Task to carry out
Reproduce exactly, and only, the lines below from the one containing "Target: out-of-focus leaf" through the one containing "Target: white parking stripe".

(Collected data entries)
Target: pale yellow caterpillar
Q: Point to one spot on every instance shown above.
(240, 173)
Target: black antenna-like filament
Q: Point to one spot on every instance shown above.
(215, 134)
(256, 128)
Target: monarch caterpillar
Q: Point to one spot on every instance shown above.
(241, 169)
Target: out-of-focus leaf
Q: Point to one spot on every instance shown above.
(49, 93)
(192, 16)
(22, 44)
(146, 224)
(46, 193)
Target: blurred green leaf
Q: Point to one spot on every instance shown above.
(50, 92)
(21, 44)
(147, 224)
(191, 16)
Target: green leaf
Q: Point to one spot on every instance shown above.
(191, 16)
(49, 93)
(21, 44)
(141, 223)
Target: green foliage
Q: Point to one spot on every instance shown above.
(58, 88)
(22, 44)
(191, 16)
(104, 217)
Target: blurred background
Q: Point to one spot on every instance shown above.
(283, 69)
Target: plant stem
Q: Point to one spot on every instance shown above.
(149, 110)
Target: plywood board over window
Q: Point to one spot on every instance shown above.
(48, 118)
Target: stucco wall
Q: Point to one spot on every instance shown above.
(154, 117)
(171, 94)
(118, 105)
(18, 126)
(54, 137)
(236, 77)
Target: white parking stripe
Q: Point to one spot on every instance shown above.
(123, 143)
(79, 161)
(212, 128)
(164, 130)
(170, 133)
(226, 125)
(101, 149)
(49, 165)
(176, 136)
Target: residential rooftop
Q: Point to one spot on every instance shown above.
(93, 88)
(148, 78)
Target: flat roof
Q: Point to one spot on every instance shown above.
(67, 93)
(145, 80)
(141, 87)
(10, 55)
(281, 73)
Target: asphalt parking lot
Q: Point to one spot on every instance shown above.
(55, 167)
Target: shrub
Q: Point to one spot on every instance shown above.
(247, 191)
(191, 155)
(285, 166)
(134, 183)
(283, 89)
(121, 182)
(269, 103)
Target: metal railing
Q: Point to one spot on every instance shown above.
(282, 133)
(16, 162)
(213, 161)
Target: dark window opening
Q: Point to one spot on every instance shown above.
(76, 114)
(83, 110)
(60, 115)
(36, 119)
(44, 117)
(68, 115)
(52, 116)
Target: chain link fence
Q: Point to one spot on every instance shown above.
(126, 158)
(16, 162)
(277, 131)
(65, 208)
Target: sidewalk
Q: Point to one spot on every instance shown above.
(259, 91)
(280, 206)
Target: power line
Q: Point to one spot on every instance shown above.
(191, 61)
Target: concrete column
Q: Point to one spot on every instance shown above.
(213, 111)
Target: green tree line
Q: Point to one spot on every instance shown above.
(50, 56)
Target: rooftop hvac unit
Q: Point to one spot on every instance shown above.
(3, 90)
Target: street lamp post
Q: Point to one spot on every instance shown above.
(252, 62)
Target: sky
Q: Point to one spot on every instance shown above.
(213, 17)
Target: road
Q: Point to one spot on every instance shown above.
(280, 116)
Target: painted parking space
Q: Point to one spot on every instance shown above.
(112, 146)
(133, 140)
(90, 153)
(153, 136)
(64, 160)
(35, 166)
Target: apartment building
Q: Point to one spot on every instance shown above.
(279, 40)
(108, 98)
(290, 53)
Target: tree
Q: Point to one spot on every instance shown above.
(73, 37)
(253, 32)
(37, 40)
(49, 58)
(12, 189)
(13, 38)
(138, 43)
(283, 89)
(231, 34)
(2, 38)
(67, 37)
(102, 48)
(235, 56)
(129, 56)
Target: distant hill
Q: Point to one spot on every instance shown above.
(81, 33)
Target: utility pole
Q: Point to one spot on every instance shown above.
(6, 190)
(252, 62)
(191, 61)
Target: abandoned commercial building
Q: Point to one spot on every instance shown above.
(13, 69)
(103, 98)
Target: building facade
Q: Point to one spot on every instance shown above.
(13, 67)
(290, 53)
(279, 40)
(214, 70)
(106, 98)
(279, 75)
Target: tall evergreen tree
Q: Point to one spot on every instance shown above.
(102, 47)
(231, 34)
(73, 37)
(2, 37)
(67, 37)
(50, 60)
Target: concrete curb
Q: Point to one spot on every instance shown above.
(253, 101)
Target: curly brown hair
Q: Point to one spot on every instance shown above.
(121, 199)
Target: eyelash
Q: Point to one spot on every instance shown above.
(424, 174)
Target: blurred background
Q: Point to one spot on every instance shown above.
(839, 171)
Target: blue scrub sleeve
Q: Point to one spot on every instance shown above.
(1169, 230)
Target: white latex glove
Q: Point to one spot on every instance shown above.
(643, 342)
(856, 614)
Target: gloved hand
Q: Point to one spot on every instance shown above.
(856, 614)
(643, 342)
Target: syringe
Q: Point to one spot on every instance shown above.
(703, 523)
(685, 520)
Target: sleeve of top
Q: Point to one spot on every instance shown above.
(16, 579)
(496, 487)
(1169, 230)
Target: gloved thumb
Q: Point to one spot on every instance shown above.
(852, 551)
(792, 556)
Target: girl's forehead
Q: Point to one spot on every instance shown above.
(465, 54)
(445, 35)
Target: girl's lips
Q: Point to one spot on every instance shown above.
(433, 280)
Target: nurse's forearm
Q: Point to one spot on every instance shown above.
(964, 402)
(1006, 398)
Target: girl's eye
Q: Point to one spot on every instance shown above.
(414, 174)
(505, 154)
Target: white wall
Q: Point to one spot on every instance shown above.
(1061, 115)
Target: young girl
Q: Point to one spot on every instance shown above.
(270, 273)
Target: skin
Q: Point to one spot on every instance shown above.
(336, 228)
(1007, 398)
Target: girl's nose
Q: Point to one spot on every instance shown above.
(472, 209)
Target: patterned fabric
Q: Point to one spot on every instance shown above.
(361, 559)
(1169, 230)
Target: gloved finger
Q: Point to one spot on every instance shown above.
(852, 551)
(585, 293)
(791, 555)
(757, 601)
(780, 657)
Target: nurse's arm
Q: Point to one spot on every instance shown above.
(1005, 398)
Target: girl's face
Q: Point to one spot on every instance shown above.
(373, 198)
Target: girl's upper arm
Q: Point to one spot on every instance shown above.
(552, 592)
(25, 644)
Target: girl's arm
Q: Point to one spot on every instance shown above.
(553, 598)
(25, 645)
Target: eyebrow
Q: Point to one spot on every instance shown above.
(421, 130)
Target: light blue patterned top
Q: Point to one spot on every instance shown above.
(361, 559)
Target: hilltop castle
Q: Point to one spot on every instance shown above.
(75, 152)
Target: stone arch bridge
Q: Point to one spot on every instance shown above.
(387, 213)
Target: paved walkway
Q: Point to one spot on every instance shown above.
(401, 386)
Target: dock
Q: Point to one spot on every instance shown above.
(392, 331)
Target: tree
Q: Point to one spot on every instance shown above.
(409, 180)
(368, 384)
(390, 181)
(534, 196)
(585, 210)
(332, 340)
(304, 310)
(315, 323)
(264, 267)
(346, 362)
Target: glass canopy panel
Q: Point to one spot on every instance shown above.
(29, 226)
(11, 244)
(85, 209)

Solution to the exercise
Target: out-of-focus leaf
Q: Point to one spot on every instance shown above.
(49, 93)
(192, 16)
(22, 44)
(146, 224)
(46, 193)
Target: blurred green leaf
Q: Point to one spot on every instance shown above.
(50, 92)
(21, 44)
(147, 224)
(191, 16)
Target: green leaf
Q: Point to one spot on every instance shown above.
(191, 16)
(49, 93)
(21, 44)
(141, 223)
Target: green foliage
Q: Point to one spot on every instance shown above.
(58, 88)
(22, 44)
(191, 16)
(104, 217)
Target: blurred background
Q: Point to one spot on every instance shown above.
(283, 69)
Target: plant stem
Q: Point to one spot on every instance shown above.
(149, 110)
Target: plywood board over window
Q: Point to one spot on every instance shown above.
(48, 118)
Target: stucco wall
Q: Point to one spot on every instance shown above.
(154, 117)
(171, 94)
(118, 105)
(18, 126)
(54, 137)
(236, 77)
Target: white parking stripe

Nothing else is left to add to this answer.